DATASET ROWS -
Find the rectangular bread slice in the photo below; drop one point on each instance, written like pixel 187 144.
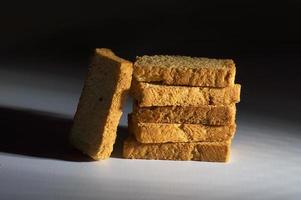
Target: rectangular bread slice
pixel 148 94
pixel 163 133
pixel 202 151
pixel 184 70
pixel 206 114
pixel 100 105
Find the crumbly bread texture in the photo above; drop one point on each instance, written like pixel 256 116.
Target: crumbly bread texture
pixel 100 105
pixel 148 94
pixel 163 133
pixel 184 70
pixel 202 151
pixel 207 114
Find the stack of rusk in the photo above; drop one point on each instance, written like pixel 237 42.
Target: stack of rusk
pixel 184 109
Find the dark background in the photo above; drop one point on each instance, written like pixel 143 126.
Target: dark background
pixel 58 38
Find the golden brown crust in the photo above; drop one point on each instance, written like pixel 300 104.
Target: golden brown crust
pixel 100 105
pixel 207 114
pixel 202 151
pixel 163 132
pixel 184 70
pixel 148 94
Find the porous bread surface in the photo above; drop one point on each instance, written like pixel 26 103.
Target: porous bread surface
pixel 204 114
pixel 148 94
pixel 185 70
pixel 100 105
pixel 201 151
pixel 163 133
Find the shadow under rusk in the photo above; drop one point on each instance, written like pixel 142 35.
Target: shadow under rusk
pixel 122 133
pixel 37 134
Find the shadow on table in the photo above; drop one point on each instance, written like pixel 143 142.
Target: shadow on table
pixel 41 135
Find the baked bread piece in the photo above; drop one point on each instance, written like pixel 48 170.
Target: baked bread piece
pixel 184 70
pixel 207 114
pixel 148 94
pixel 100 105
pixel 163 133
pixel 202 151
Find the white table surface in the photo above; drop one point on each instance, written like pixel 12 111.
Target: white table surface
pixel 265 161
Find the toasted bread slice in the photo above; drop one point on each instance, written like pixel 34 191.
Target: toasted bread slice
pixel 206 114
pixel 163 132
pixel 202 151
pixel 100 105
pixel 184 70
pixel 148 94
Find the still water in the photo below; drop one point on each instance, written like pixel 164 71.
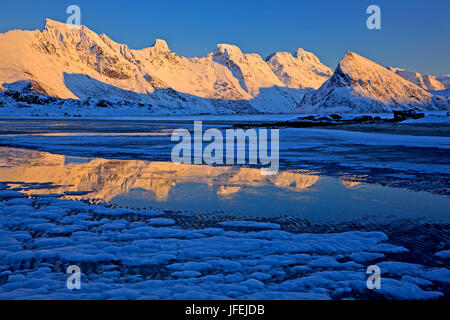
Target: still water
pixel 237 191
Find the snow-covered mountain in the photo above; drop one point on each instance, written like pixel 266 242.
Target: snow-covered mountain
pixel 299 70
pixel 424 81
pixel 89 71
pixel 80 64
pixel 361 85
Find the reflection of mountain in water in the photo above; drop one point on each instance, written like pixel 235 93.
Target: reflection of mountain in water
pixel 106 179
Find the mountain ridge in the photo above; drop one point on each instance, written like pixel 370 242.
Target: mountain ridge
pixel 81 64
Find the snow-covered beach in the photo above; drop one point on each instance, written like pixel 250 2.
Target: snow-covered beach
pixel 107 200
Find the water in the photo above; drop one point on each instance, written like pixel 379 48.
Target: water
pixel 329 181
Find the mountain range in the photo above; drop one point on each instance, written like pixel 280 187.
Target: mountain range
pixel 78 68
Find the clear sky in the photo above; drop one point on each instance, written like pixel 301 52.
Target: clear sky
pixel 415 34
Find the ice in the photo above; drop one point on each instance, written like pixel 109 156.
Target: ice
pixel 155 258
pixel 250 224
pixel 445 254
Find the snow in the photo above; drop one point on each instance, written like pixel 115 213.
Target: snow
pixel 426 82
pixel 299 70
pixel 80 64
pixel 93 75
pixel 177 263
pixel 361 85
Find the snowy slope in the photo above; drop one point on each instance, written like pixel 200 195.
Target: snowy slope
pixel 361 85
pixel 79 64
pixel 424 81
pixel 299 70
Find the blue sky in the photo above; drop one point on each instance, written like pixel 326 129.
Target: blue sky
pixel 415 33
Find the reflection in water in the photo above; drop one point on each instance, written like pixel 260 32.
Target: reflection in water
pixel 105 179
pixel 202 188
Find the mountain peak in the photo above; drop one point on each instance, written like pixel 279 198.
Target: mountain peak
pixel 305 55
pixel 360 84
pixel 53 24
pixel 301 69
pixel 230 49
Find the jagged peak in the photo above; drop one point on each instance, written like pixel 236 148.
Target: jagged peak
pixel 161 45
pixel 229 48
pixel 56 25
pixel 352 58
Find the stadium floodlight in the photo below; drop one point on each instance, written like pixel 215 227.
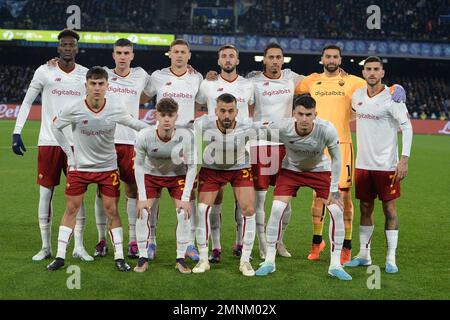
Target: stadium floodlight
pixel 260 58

YOUR TASK - Give the lines of the material as a numbered list, starting at the line that contains "Find the baked" and ending at the line that contains "pixel 329 181". Omit blank lines and leave out the pictures.

TASK RESULT -
1. Find the baked bread piece in the photo above; drop one point on each instance, written like pixel 48 170.
2. Target: baked bread piece
3. pixel 184 70
4. pixel 207 114
5. pixel 148 94
6. pixel 100 105
7. pixel 163 133
8. pixel 202 151
9. Find the white table surface in the photo above; drop one point on each instance, written like pixel 12 111.
10. Target: white table surface
11. pixel 265 161
12. Find the toasted bread slice in the photo above; drop one point on each instance, written like pixel 34 191.
13. Target: toasted bread slice
14. pixel 206 114
15. pixel 163 132
16. pixel 202 151
17. pixel 100 105
18. pixel 184 70
19. pixel 148 94
20. Find the still water in the photo below; drop one point on each instance, written like pixel 164 71.
21. Target: still water
22. pixel 237 191
23. Find the snow-covered mountain in the photo above; drop one point on each instance, written like pixel 266 242.
24. Target: snow-covered mountain
25. pixel 299 70
26. pixel 424 81
27. pixel 89 71
28. pixel 80 64
29. pixel 361 85
30. Find the reflection of mountain in water in the photo above; drop one point on each instance, written like pixel 235 93.
31. Target: reflection of mountain in water
32. pixel 106 179
33. Find the mountain ridge in the photo above; drop one point on each instance, written like pixel 370 242.
34. Target: mountain ridge
35. pixel 81 64
36. Find the snow-covered beach in the photo above; drop one point on each instance, written like pixel 250 2.
37. Target: snow-covered beach
38. pixel 107 200
39. Find the water in the photo above; drop one point on each instance, written like pixel 379 48.
40. Target: water
41. pixel 329 181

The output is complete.